* REQUIRED ACTION *
Only one portion of the data is to be written out: from the line bearing "Reviewer note: confirm each instance of the round" through the line bearing "Reviewer note: confirm each instance of the white lamp". Write it exactly as it appears.

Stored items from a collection
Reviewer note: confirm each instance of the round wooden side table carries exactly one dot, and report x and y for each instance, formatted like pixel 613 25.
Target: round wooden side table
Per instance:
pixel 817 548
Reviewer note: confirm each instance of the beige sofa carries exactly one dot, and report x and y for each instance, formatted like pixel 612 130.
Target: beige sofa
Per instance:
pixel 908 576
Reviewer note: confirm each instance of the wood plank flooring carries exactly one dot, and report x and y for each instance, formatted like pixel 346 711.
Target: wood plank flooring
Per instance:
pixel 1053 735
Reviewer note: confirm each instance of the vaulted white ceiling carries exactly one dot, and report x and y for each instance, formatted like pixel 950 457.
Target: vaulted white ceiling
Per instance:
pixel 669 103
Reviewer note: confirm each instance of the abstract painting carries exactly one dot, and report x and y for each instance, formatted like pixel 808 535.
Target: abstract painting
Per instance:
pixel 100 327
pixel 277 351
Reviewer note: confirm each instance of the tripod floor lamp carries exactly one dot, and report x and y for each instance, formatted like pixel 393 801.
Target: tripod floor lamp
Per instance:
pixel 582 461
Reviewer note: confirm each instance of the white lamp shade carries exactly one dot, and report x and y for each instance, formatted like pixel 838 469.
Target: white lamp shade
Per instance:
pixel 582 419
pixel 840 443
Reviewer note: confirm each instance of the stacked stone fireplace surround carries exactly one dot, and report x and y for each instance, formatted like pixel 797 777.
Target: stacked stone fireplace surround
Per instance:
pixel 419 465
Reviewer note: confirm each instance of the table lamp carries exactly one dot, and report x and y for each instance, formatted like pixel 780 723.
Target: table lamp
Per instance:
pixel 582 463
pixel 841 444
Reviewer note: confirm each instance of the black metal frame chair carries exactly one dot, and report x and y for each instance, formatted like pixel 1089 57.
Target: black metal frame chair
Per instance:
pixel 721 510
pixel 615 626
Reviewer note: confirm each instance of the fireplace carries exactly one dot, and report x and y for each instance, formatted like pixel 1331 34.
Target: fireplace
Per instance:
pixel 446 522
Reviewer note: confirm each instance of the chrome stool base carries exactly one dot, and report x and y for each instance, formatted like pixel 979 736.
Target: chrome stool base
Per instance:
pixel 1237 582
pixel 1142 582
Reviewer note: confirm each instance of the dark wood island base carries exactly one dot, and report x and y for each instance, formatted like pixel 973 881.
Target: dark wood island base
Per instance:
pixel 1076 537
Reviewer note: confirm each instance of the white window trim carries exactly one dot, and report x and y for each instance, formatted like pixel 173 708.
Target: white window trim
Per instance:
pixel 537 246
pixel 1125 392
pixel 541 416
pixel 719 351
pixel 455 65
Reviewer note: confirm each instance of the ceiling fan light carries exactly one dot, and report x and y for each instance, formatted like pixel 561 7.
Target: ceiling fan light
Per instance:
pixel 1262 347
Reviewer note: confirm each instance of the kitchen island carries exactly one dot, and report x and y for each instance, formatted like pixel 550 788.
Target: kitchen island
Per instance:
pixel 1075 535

* * *

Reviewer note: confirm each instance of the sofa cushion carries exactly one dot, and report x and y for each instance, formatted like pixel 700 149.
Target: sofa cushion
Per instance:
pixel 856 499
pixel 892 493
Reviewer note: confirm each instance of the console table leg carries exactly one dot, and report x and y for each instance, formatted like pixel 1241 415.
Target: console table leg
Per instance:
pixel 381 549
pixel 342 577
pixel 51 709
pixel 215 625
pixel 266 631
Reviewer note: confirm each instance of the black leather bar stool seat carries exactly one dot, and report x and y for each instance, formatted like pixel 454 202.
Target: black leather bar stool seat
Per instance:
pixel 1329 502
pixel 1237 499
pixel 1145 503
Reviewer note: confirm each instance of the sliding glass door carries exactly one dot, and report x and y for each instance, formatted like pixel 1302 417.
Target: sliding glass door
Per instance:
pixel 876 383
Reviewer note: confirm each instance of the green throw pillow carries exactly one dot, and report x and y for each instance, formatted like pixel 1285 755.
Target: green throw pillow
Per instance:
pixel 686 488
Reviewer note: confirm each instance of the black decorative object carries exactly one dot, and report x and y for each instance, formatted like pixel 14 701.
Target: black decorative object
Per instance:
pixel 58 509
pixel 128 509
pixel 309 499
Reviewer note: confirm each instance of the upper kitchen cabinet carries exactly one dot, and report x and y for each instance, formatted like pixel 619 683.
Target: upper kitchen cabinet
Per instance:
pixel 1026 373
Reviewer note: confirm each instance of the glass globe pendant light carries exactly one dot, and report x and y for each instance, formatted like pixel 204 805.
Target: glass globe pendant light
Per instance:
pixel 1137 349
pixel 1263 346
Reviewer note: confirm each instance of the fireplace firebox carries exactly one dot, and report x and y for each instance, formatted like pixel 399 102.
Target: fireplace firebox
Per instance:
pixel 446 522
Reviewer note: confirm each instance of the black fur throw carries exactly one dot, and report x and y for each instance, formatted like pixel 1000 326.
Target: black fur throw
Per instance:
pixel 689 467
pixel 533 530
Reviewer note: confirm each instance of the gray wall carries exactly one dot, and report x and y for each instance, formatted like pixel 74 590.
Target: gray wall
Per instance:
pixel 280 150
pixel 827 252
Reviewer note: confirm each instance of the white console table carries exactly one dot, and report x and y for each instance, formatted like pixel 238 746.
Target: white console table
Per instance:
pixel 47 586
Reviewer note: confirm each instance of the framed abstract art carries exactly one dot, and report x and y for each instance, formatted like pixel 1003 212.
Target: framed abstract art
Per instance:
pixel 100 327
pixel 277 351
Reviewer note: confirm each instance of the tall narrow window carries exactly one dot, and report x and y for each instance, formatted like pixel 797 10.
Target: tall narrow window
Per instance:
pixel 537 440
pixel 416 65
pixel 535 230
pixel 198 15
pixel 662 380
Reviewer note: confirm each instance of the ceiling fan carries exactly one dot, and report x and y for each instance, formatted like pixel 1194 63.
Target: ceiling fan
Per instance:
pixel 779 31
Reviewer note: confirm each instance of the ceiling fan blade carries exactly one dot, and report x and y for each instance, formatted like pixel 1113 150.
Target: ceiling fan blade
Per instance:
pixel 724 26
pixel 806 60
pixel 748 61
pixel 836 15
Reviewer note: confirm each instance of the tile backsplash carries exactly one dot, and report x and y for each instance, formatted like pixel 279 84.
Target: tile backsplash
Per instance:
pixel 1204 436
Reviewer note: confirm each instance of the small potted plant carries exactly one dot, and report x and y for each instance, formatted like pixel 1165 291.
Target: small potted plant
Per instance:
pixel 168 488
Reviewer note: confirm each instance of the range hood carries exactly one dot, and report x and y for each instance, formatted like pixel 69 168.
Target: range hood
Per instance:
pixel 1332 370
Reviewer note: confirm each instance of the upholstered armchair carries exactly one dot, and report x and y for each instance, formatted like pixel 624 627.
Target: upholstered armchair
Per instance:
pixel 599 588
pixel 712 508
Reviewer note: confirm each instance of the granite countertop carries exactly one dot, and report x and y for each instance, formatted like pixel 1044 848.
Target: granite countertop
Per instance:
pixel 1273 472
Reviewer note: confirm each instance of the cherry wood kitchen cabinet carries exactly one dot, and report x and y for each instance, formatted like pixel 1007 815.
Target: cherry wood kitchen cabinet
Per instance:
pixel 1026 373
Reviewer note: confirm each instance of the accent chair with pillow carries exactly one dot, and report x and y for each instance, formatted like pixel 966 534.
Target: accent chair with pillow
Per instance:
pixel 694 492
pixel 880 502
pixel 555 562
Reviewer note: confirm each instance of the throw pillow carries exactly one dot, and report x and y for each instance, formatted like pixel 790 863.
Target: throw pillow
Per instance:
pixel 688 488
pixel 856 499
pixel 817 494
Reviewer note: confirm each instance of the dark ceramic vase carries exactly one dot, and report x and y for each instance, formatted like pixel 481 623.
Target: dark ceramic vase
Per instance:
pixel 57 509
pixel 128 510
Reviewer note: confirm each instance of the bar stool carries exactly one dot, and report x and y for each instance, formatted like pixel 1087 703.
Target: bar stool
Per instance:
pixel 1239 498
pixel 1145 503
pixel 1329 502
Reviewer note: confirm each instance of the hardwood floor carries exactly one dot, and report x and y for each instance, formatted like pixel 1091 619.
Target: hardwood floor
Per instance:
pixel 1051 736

* EXERCISE ANSWER *
Reviewer note: confirm each instance of the round wooden side table carries exactly one dot, and report x and y for each instance, formatted like pixel 613 25.
Target: round wooden side table
Per instance:
pixel 817 548
Reviewer note: confirm each instance of the beige sofa carries exactly one dot, and report x and y for each instance, formatted like pixel 612 130.
Target: beige sofa
Per instance:
pixel 908 576
Reviewer note: confirm each instance of the wood plank flooring carries exactly one dot, and report x and y for each instance, formatted like pixel 346 711.
Target: wood plank flooring
Per instance:
pixel 1053 735
Reviewer note: confirm each instance of the vaulted white ceiling carries exactly one dot, and report x and y for each instance, formatted like pixel 950 457.
Target: vaulted white ceiling
Per instance:
pixel 669 103
Reviewer note: confirm each instance of the abstract painting carries exactly one dot, and report x and y for each instance, formatted like pixel 808 535.
Target: abstract painting
Per instance:
pixel 100 327
pixel 277 351
Reviewer note: confirm each instance of the tripod floor lamp carries exactly one dot, and report x and y for each instance, formatted like pixel 393 801.
Target: tripod floor lamp
Per instance:
pixel 582 461
Reviewer note: confirm each instance of the white lamp shade carries exactly one dot, and report x and y for each instance, formatted like pixel 838 469.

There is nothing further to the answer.